#### Input data
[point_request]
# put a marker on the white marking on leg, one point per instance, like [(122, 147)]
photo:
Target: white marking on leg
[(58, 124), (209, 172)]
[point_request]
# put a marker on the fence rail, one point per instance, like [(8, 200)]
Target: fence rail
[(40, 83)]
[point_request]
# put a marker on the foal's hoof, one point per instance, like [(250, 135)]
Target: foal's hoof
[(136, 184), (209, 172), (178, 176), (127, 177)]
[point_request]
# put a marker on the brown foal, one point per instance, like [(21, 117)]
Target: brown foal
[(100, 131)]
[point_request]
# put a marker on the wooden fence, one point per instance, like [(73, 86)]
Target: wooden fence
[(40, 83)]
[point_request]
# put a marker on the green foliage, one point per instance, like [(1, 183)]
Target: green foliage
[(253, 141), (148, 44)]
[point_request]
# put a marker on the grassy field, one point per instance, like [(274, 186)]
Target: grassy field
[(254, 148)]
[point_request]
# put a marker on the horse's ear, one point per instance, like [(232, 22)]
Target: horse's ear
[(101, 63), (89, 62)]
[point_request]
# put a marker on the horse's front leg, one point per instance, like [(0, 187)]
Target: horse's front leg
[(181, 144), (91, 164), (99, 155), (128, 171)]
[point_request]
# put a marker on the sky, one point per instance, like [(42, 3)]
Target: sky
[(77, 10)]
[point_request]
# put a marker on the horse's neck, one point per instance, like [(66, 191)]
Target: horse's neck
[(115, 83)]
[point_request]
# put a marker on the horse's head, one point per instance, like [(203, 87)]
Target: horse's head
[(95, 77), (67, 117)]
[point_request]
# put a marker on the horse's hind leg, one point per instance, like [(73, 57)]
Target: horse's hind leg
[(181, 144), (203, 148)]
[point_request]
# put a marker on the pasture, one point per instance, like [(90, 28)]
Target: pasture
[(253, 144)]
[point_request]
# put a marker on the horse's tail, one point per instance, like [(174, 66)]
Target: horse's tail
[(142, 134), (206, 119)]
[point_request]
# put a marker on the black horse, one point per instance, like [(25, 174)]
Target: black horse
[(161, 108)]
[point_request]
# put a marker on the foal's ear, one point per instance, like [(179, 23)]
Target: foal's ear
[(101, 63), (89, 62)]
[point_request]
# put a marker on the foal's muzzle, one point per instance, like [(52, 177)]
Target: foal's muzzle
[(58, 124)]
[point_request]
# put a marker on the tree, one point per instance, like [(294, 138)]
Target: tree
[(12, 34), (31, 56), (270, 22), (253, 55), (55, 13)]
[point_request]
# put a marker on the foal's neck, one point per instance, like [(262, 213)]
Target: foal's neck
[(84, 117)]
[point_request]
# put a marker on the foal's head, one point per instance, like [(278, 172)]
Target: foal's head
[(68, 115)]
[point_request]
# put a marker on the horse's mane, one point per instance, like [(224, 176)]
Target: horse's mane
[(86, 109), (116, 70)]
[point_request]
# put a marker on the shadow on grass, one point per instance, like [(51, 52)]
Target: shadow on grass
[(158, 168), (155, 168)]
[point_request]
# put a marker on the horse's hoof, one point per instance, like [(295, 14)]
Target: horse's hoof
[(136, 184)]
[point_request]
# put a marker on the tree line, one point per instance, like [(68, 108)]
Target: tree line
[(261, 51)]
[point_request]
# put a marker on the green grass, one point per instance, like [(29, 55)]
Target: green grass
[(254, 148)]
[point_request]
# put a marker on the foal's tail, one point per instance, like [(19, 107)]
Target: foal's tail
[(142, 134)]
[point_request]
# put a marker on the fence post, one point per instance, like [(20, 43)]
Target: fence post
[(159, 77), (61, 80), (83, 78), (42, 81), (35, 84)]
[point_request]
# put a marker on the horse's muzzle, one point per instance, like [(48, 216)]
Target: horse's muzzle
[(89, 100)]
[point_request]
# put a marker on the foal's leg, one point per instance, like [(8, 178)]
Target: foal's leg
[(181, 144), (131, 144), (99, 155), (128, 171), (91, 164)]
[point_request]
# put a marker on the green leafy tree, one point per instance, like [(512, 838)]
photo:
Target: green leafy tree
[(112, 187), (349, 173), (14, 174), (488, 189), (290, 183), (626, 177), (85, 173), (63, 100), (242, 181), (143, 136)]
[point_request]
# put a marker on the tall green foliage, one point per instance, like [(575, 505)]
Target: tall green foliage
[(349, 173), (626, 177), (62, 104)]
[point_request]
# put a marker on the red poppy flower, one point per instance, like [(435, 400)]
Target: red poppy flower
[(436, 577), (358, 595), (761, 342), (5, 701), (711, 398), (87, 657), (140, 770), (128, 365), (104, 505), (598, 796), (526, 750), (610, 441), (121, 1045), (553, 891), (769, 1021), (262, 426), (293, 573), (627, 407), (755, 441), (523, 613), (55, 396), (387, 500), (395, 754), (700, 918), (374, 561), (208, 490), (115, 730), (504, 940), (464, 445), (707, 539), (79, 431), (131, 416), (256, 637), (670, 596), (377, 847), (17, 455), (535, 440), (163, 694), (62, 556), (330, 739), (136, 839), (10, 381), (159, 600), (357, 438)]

#### Task objective
The records shown above are to be retyped exactly, with none omitted.

#### Solution
[point_request]
# put a marker on the white marking on leg, one point per instance, like [(122, 147)]
photo:
Target: white marking on leg
[(58, 124), (209, 172)]
[point_request]
# put a marker on the fence rail, one point per instance, like [(8, 200)]
Target: fence rail
[(40, 83)]
[point_request]
# put a marker on the foal's hoof, one point per instance, like [(250, 135)]
Target: foal's hoof
[(136, 184), (209, 172), (178, 176), (127, 177)]
[point_request]
# put a marker on the brown foal, one point per instance, like [(21, 117)]
Target: brown foal
[(100, 131)]
[point_request]
# put a marker on the wooden fence, one point per instance, like [(73, 86)]
Target: wooden fence
[(40, 83)]
[point_request]
# put a marker on the green foliage, one point per instance, like [(1, 183)]
Target: green foliage
[(253, 141), (148, 44)]
[point_request]
# put a marker on the grassy field, one point per instance, like [(274, 186)]
Target: grassy field
[(254, 148)]
[point_request]
# put a marker on the horse's ear, one point per instance, like [(232, 22)]
Target: horse's ear
[(101, 63), (89, 62)]
[point_request]
# put a marker on the horse's front leg, one point per instance, like [(0, 187)]
Target: horse's front leg
[(181, 144), (91, 164), (99, 155), (128, 171)]
[point_request]
# put a marker on the sky, one point per instance, like [(42, 3)]
Target: sky
[(77, 10)]
[point_request]
# put a marker on the horse's neck, one point per instance, like [(66, 191)]
Target: horse's neck
[(115, 83)]
[point_request]
# put a marker on the horse's head, one point per instance, like [(203, 87)]
Target: horse's head
[(95, 77), (67, 117)]
[point_request]
# put a marker on the horse's hind leg, one point per instance, like [(73, 57)]
Target: horse's hind leg
[(181, 144), (203, 148)]
[point_request]
# put a marker on the pasture, one point per instance, like [(90, 28)]
Target: pasture
[(253, 144)]
[point_request]
# put a marker on the horse's tail, one point per instance, like [(174, 66)]
Target: horse's tail
[(142, 134), (206, 119)]
[point_request]
# put a marker on the black horse, one point per instance, like [(25, 174)]
Target: black horse
[(161, 108)]
[point_request]
# put a marker on the foal's ear, one point per instance, like [(179, 23)]
Target: foal's ear
[(101, 63), (89, 62)]
[point_request]
# put a marker on the foal's muzzle, one point per instance, like [(52, 177)]
Target: foal's muzzle
[(58, 124)]
[point_request]
# put a marker on the tree, one point per instance, like [(294, 138)]
Target: tree
[(12, 34), (31, 56), (270, 22), (253, 55), (55, 13)]
[point_request]
# put a marker on the foal's neck, one point per instance, like [(262, 213)]
Target: foal's neck
[(84, 117)]
[point_request]
# put a marker on the foal's head, one point per instance, like [(278, 172)]
Target: foal's head
[(68, 115)]
[point_request]
# put a marker on the horse's mane, one point per instance, like [(224, 176)]
Target: horse's mane
[(86, 109), (116, 70)]
[point_request]
# put a marker on the shadow on grass, one point per instance, like [(51, 52)]
Target: shadow on grass
[(158, 168), (155, 168)]
[point_request]
# put a marker on the horse's hoof, one point per instance, like [(295, 14)]
Target: horse's hoof
[(136, 184)]
[point_request]
# put a marker on the tree line, one point per instance, like [(68, 108)]
Target: tree line
[(261, 51)]
[point_request]
# put a marker on the green grass, one point per instance, like [(29, 55)]
Target: green grass
[(254, 148)]
[point_request]
# put a marker on the foal's tail, one point per instance, like [(19, 107)]
Target: foal's tail
[(142, 134)]
[point_request]
# put a marker on the fence post, one point per instance, like [(20, 43)]
Target: fence post
[(159, 77), (61, 80), (83, 78), (42, 81), (35, 84)]
[point_request]
# put a marker on the horse's muzzle, one point per instance, like [(48, 216)]
Target: horse's muzzle
[(89, 100)]
[point_request]
# put a marker on the foal's leg, one point per instance, like [(8, 178)]
Target: foal's leg
[(181, 144), (131, 144), (99, 155), (128, 171), (91, 164)]
[point_request]
# put a marker on the green leafy tree, one point per instance, like [(512, 838)]
photo:
Target: green leafy tree
[(112, 187), (349, 173), (14, 174), (488, 189), (290, 183), (626, 177), (85, 173), (63, 100), (242, 181), (143, 136)]
[point_request]
# put a marker on the tall green foliage, one point per instance, like [(575, 505)]
Target: tall green foliage
[(349, 173), (626, 177), (62, 104)]
[point_request]
# put a marker on the red poppy flower, one point per instance, like [(435, 400)]
Target: red poppy flower
[(436, 577), (358, 595), (761, 342), (5, 701), (711, 398), (87, 657), (140, 770), (128, 365), (104, 505), (598, 796), (526, 750), (610, 441), (121, 1045), (553, 891), (769, 1021), (262, 426), (293, 573), (627, 407), (755, 441), (523, 613), (55, 396), (387, 500), (395, 754), (700, 918), (374, 561), (208, 490), (115, 730), (504, 940), (464, 445), (707, 539), (79, 431), (131, 416), (256, 637), (670, 596), (377, 847), (17, 455), (535, 440), (163, 694), (62, 556), (330, 739), (136, 839), (10, 381), (159, 600), (357, 438)]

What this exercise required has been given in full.